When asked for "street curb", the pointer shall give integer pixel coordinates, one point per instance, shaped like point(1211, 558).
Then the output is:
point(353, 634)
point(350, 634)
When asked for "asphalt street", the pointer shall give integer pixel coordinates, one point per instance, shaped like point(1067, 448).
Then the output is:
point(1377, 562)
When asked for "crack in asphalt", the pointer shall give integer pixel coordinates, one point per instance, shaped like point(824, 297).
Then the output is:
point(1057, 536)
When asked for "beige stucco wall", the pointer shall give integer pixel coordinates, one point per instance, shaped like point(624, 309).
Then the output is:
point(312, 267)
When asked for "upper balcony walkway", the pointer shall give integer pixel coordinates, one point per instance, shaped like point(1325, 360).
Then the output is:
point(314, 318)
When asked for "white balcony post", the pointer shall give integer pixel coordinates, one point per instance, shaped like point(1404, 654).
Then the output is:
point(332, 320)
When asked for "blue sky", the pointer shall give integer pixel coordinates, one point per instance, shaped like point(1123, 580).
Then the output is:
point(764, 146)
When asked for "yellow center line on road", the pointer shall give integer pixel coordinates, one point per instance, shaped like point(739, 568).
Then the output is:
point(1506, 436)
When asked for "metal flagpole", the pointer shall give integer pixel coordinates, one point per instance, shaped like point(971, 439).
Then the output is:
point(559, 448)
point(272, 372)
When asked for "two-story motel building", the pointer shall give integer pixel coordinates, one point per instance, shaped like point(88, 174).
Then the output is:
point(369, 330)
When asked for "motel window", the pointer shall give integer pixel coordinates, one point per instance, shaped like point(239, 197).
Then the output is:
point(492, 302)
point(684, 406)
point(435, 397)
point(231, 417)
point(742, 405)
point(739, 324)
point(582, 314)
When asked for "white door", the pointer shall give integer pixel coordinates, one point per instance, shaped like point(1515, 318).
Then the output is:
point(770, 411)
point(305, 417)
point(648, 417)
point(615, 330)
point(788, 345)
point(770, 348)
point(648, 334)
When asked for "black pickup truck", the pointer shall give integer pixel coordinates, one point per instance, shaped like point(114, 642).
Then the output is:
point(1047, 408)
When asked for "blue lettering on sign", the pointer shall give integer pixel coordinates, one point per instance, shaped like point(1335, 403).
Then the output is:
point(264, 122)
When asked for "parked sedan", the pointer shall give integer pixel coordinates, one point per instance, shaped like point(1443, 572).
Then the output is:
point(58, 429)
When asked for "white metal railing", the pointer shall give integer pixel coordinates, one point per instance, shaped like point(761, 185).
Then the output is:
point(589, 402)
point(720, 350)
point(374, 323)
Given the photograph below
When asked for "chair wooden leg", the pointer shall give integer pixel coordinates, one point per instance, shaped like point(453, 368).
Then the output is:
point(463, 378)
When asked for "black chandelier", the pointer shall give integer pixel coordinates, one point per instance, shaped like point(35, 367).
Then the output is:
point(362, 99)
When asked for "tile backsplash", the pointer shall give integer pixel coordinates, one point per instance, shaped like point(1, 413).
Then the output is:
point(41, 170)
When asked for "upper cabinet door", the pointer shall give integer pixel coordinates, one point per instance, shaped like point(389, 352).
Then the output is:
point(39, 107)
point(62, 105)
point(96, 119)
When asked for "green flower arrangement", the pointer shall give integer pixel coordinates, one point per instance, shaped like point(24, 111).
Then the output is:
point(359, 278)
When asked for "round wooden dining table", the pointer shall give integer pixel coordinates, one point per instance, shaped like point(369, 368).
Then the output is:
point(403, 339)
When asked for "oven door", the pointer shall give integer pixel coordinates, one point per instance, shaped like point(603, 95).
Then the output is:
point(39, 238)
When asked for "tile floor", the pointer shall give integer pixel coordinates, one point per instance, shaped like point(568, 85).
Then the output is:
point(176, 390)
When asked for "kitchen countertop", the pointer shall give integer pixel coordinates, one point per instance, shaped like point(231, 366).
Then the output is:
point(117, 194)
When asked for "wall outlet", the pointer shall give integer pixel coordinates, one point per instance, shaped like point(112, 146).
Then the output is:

◆ **DIRECTIONS**: Please restate the whole listing word for word.

◆ **RESULT FOR THIS EXERCISE**:
When asked for "street curb", the pointer shall give integer pixel coordinates, one point per instance, shaped like point(1211, 558).
Then the output is:
point(353, 634)
point(350, 634)
When asked for "asphalt street", the pointer shall give integer pixel coordinates, one point per instance, shaped like point(1067, 448).
Then the output is:
point(1377, 562)
When asked for "crack in asphalt", the pointer shall give integer pixel coordinates, one point per instance, shaped like point(824, 297).
Then the output is:
point(1057, 536)
When asked for "beige stucco wall", the pointer shall give integer pixel coordinates, one point per instance, shaped like point(624, 309).
Then the output is:
point(312, 267)
When asked for "upper balcony walkway", the pointer shall give integer pixel coordinates, one point per instance, shaped like point(1325, 360).
Then the output is:
point(314, 318)
When asked for "white balcony post", the pointer shall give integer pixel coordinates, one point per instance, shaped like point(1404, 654).
Then the output is:
point(332, 320)
When asked for "blue sky", the pointer shall give integer pixel coordinates, one point per instance, shaped like point(1123, 580).
Then the output is:
point(764, 146)
When asked for "yellow center line on road", the pointer shall give integer pixel coordinates, one point per instance, shaped like point(739, 568).
Then the output is:
point(1506, 436)
When asked for "metal flagpole", the pointer shall give integer pixel coordinates, one point per instance, shaped like point(971, 439).
Then the output is:
point(559, 448)
point(272, 372)
When asked for "two-story motel building", the pointer shall give integer pixel coordinates, one point per instance, shaped like point(88, 174).
Then the output is:
point(369, 330)
When asked for "motel window", the pointer shall give integer pixel coordinates, one point per instance, shaped like point(239, 197).
Then the output is:
point(492, 302)
point(684, 406)
point(435, 397)
point(231, 417)
point(742, 405)
point(739, 324)
point(582, 314)
When asked for "white door", the pointer shall give integer pixel coordinates, one point per instance, shaped like point(1515, 318).
Then the output is:
point(770, 411)
point(305, 417)
point(648, 417)
point(615, 330)
point(788, 345)
point(770, 348)
point(648, 334)
When asked for "black pickup truck", the pointer shall give integer pixel coordinates, one point per instance, shaped like point(114, 642).
Then the output is:
point(1047, 408)
When asked for "blue lettering on sign", the pointer shall give integer pixel coordinates, one point per instance, shaped like point(1335, 403).
Then the output is:
point(264, 122)
When asked for "parked sedan", the pointer shall give integer pixel coordinates, one point per instance, shaped like point(1443, 572).
Then the output is:
point(58, 429)
When asked for "white metal railing", the pointer shall give integer pixel coordinates, one point per instance, shaped like point(761, 185).
Then the output is:
point(589, 402)
point(720, 350)
point(374, 323)
Given the photograph below
When asked for "chair wooden leg", the pointer shall give integer pixel coordinates, one point per instance, shaped like point(453, 368).
Then the output is:
point(463, 378)
When asked for "black chandelier", the pointer shall give integer pixel coordinates, one point per instance, shaped like point(35, 367).
Then the output is:
point(362, 99)
When asked for "tile backsplash", the pointer shall give integer pixel coordinates, one point per instance, shaped like point(1, 413).
Then the output is:
point(41, 170)
When asked for "upper cabinet door", the pointer shall give integer pixel coordinates, one point per instance, shaped like point(389, 352).
Then the output is:
point(39, 107)
point(62, 105)
point(96, 119)
When asked for "green flower arrangement", the pointer shall give integer pixel coordinates, one point per instance, shaped like point(24, 111).
Then the output is:
point(359, 278)
When asked for "round wooden dining table", the pointer shall give integer pixel coordinates, one point per instance, shaped like point(369, 368).
Then the output is:
point(403, 339)
When asked for "oven door", the pointer shall give integer pixel coordinates, one point per instance, shaped like point(603, 95).
Then the output is:
point(39, 238)
When asked for "tile floor", the pointer shall give integer pixel coordinates, one point per instance, shaped like point(568, 85).
Then the output is:
point(176, 390)
When asked for "kitchen countertop", the pointer shall give integer pixel coordinates, one point per instance, shaped like point(231, 366).
Then the output is:
point(117, 194)
When asked for "wall outlet", the pointer shall give integer pixel coordinates, one point per instance, shaped like point(112, 146).
Then the output is:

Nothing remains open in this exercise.